Your answer must be the lines from the one containing "sample for one instance: <point>302,413</point>, one" through the last line below, copied exactly, with no pictures.
===
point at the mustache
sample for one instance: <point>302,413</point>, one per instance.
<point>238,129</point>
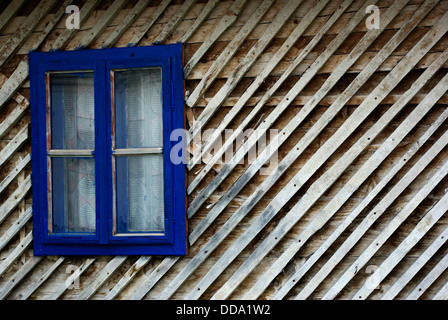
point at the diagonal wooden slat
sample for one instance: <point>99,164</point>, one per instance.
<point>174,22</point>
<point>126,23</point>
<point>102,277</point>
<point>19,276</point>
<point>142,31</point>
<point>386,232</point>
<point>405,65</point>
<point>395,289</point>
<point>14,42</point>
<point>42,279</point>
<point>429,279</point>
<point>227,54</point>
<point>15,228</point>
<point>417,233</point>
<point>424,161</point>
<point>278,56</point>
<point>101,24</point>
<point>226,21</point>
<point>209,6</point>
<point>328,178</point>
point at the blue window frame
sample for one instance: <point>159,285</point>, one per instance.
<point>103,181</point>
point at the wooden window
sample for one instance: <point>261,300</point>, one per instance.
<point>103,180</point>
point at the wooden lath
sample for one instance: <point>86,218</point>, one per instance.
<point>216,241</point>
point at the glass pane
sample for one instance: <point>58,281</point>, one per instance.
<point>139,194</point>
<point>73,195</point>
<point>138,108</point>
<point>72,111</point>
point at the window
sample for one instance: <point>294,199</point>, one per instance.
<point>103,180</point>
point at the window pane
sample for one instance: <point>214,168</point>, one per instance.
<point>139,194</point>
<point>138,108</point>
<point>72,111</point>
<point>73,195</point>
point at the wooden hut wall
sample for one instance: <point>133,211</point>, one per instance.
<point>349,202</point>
===
▶ Task solution:
sample for one instance: <point>302,413</point>, one per instance.
<point>238,129</point>
point at the diagonal wooden slat
sample for one instance: <point>99,164</point>, one per instance.
<point>174,22</point>
<point>126,23</point>
<point>102,277</point>
<point>19,276</point>
<point>142,31</point>
<point>386,232</point>
<point>405,65</point>
<point>395,289</point>
<point>14,42</point>
<point>42,279</point>
<point>429,279</point>
<point>227,54</point>
<point>15,228</point>
<point>417,233</point>
<point>424,161</point>
<point>278,56</point>
<point>101,24</point>
<point>226,21</point>
<point>209,6</point>
<point>328,178</point>
point at the blue window frame
sample for one instance: <point>159,285</point>, one per instance.
<point>103,181</point>
point at the wooden window
sample for one instance: <point>261,300</point>, one per instance.
<point>103,180</point>
point at the wooden lath
sample for one instance: <point>86,218</point>, one per instance.
<point>216,241</point>
point at the glass pane
sample for one instance: <point>58,281</point>, one per instance.
<point>139,194</point>
<point>73,195</point>
<point>138,108</point>
<point>72,111</point>
point at the window
sample for one instance: <point>294,199</point>, one per instance.
<point>103,180</point>
point at the window pane
sample for one instance: <point>214,168</point>, one per instance.
<point>139,194</point>
<point>138,108</point>
<point>72,111</point>
<point>73,195</point>
point at the wooden hut wall
sample for one instance: <point>133,211</point>, one per instance.
<point>349,202</point>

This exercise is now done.